Location identification items

----------------------------------------

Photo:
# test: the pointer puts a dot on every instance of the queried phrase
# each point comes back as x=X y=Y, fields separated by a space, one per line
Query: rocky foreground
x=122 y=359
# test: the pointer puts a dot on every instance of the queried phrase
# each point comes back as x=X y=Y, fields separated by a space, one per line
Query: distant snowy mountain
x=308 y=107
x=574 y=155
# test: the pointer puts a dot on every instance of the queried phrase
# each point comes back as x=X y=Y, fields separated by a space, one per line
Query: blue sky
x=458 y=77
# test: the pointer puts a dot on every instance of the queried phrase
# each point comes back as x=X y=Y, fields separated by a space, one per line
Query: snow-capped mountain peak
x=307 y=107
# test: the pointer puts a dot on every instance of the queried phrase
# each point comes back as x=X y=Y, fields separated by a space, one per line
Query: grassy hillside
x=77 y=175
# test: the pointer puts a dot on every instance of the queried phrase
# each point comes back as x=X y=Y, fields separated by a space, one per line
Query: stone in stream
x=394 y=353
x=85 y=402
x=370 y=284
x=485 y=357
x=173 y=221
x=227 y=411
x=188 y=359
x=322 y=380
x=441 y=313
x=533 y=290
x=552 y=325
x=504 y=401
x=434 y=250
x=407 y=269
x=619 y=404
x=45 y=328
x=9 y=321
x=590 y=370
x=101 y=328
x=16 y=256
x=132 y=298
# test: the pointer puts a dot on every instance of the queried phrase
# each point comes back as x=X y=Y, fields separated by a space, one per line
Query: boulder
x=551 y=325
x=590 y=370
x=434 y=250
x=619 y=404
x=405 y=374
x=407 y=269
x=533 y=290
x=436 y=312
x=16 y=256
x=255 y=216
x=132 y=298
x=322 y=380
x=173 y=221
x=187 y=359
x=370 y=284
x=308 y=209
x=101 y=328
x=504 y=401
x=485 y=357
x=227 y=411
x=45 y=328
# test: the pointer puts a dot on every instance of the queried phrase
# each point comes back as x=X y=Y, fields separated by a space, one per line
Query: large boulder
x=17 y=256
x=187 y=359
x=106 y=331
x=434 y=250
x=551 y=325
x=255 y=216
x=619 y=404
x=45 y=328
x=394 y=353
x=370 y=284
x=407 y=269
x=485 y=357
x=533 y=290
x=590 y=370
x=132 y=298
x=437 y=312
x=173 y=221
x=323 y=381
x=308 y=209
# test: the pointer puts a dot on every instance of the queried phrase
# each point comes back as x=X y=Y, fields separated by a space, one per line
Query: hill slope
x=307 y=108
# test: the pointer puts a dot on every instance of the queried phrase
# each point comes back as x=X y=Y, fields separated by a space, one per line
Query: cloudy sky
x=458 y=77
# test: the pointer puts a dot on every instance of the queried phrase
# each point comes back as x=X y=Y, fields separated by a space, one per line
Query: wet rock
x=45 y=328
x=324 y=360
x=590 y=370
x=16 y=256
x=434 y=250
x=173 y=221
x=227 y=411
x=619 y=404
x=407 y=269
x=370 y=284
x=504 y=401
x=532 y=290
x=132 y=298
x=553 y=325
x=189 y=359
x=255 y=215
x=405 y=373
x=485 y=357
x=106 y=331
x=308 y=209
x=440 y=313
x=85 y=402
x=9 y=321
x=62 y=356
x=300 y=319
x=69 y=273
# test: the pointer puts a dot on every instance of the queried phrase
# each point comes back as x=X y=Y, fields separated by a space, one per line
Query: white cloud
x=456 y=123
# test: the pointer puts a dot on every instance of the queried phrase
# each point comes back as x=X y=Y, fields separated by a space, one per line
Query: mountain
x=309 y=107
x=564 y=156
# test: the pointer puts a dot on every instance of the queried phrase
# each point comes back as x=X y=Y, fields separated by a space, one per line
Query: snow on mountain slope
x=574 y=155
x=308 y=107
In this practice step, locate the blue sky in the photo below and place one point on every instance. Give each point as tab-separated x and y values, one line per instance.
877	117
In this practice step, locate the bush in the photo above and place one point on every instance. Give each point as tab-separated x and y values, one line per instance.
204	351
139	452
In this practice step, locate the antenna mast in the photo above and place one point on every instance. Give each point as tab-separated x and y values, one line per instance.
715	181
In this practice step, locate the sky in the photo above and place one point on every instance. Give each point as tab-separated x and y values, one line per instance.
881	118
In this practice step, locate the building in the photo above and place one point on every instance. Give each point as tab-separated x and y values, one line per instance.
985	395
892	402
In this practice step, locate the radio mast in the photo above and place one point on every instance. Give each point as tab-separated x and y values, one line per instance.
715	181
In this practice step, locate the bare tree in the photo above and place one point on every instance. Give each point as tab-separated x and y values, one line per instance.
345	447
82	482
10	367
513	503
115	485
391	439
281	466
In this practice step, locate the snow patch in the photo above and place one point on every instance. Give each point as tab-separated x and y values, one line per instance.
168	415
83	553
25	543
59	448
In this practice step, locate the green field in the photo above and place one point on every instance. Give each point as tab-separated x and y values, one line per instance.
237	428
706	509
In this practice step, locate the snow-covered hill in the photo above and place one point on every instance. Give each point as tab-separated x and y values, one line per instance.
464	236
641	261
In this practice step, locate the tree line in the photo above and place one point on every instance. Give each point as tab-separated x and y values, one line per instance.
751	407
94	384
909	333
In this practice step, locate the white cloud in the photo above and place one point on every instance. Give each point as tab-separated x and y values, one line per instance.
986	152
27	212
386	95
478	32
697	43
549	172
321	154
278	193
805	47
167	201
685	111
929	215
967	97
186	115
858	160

----------------------------------------

WHAT YOU NEED TO DO >>
Every entry needs to be retyped exactly.

CORRECT OUTPUT >>
Photo:
# test: the pointer puts a dot on every instance of the queried phrase
# each point comes back as x=X y=Y, fields separated by a space, one per line
Query: rocky foreground
x=122 y=359
# test: the pointer puts a dot on every instance of the queried phrase
# each point comes back as x=X y=Y, fields separated by a space, one per line
Query: distant snowy mountain
x=308 y=107
x=574 y=155
# test: the pointer puts a dot on every instance of the queried phrase
# each point comes back as x=X y=Y, fields separated by a space, one per line
Query: blue sky
x=458 y=77
# test: the pointer puts a dot on every instance of the queried phrase
# each point comes back as x=X y=Y, fields separated by a space, one per line
Query: snow-capped mountain peak
x=307 y=107
# test: the pointer puts a dot on every instance of the queried phrase
# each point comes back as x=X y=Y, fields separated by a space, one per line
Query: grassy hillside
x=77 y=175
# test: the pointer puts a dot on every instance of the queried phrase
# each point comes back as x=X y=Y, fields separated by a space, one per line
Query: stone in stream
x=394 y=353
x=85 y=402
x=370 y=284
x=485 y=357
x=173 y=221
x=227 y=411
x=188 y=359
x=322 y=380
x=441 y=313
x=533 y=290
x=552 y=325
x=504 y=401
x=434 y=250
x=407 y=269
x=619 y=404
x=45 y=328
x=9 y=321
x=590 y=370
x=101 y=328
x=16 y=256
x=132 y=298
# test: the pointer puts a dot on every instance of the queried phrase
# each point comes back as x=X y=Y, fields separated by a space, one per line
Query: boulder
x=551 y=325
x=590 y=370
x=434 y=250
x=619 y=404
x=405 y=374
x=407 y=269
x=533 y=290
x=436 y=312
x=16 y=256
x=255 y=216
x=132 y=298
x=322 y=380
x=173 y=221
x=187 y=359
x=370 y=284
x=308 y=209
x=101 y=328
x=504 y=401
x=485 y=357
x=227 y=411
x=45 y=328
# test: the pointer puts a dot on every instance of the queried phrase
# each point comes back as x=X y=Y, fields separated by a space, one per line
Query: large boulder
x=17 y=256
x=187 y=359
x=106 y=331
x=434 y=250
x=551 y=325
x=255 y=216
x=619 y=404
x=45 y=328
x=394 y=353
x=370 y=284
x=407 y=269
x=485 y=357
x=533 y=290
x=590 y=370
x=132 y=298
x=437 y=312
x=173 y=221
x=323 y=381
x=308 y=209
# test: the pointer puts a dot on every instance of the queried phrase
# each point comes back as x=X y=Y, fields separated by a space, one per line
Query: hill slope
x=307 y=108
# test: the pointer puts a dot on every instance of the queried phrase
# each point comes back as x=X y=Y, fields separated by a space, one per line
Query: cloudy sky
x=458 y=77
# test: the pointer puts a dot on every instance of the queried phrase
# each point comes back as x=X y=Y, fields separated by a space, one per line
Query: wet rock
x=45 y=328
x=324 y=360
x=590 y=370
x=16 y=256
x=434 y=250
x=173 y=221
x=227 y=411
x=619 y=404
x=407 y=269
x=370 y=284
x=504 y=401
x=532 y=290
x=132 y=298
x=553 y=325
x=189 y=359
x=255 y=215
x=405 y=373
x=485 y=357
x=106 y=331
x=308 y=209
x=440 y=313
x=85 y=402
x=9 y=321
x=62 y=356
x=300 y=319
x=69 y=273
# test: the pointer puts a dot on every instance of the queried phrase
# each point comes back as x=X y=Y, fields separated by a space, one per line
Query: white cloud
x=456 y=123
# test: the pointer puts a dot on every instance of the queried phrase
# each point comes back as x=X y=Y, fields separated by a space, one per line
Query: mountain
x=309 y=107
x=564 y=156
# test: the pointer puts a dot on every instance of the queried phrase
# each point comes back as x=X y=Y, fields separated by a space, one per line
Query: snow on mountain slope
x=574 y=155
x=308 y=107
In this practice step, locate the blue sky in the photo below and place one point on every instance. Give each point as tab-separated x and y values, one line per instance.
877	117
In this practice step, locate the bush in the photo above and place one point on every instance. Give each point as tab-separated x and y values, one line per instance.
204	351
139	452
In this practice step, locate the antenna mast in the photo above and place one point on every instance. Give each point as tab-separated x and y values, one line per instance.
715	181
In this practice step, locate the sky in the photo above and place one point on every instance. Give each point as tab-separated x and y values, one line per instance.
881	118
In this practice step, locate the building in the photo above and place one point on every instance. Give each point as tab-separated x and y values, one line per instance.
985	395
892	402
In this practice step, locate the radio mast in the photo above and place one point on every instance. Give each point as tab-separated x and y values, one line per instance.
715	181
In this practice step, locate the bare tree in the photo above and place one point on every instance. Give each point as tab-separated x and y values, one line per instance.
345	447
82	482
10	367
513	503
115	485
391	439
281	466
In this practice step, locate the snow patch in the photo above and place one point on every instance. Give each point as tab-separated x and y values, one line per instance.
168	415
83	553
25	543
59	448
In this practice step, locate the green field in the photo above and place one point on every instance. Give each point as tab-separated x and y values, one line per instance.
237	428
706	509
In this practice step, locate the snow-covered hill in the photo above and place one point on every instance. Give each point as tab-separated x and y values, one line per instance.
464	236
641	261
In this practice step, locate the tree line in the photo above and place one point on every instance. Give each point as tab-separated x and y values, one line per instance.
751	407
94	384
909	333
In this practice step, locate the white cloud in the photo above and place one point on every instance. Give each point as tab-separated x and y values, one line per instance.
986	152
27	212
386	95
478	32
697	43
549	172
321	154
278	193
805	47
167	201
685	111
929	215
967	97
186	115
858	160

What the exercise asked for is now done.